Source records:
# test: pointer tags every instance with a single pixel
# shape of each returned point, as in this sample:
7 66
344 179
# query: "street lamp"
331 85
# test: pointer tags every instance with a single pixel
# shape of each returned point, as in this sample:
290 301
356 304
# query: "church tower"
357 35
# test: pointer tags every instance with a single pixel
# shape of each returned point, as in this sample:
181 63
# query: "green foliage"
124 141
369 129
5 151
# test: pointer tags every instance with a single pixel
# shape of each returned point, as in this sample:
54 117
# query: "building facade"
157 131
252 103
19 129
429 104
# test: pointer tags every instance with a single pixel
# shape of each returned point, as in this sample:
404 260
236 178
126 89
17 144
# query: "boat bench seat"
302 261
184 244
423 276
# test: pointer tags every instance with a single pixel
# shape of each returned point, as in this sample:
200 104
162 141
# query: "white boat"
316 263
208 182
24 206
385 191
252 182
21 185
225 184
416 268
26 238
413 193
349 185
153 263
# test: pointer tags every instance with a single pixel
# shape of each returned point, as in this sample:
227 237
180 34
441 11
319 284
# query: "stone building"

Task prompt:
Reproduce all of the entries verbatim.

Answer box:
# test: pointer tags every instance with a single pixel
# shape of each returned point, as in this sample:
7 66
344 179
# query: "street lamp"
331 85
# test: pointer tags every instance with a single pixel
# shape of each returned point, as in this sample:
290 301
356 304
# query: "church tower"
357 35
# test: pointer tags every instance with a single pixel
# shape of each returned point, as in this sample:
181 63
# query: "green foliage"
124 141
369 129
5 151
# test: pointer tags every instance with a single pixel
# shape of each returned point, as in this sample:
54 117
# query: "building facade"
157 131
252 103
19 129
429 104
# test: pointer tags every instance with a single pixel
# shape of each returned point, as in this sample:
404 260
236 178
126 89
17 144
# query: "boat bench seat"
302 261
184 244
423 276
# test: pointer tags every instance with a single pixel
# shape of each returned point, as in this sample:
200 104
162 141
# query: "white boat"
316 263
208 182
24 206
385 191
252 182
21 185
225 184
416 268
26 238
413 193
349 185
153 263
# test: pointer tags every instance with a single pixel
# shape of each returned point, as in this sample:
227 237
180 34
441 11
319 284
# query: "stone building"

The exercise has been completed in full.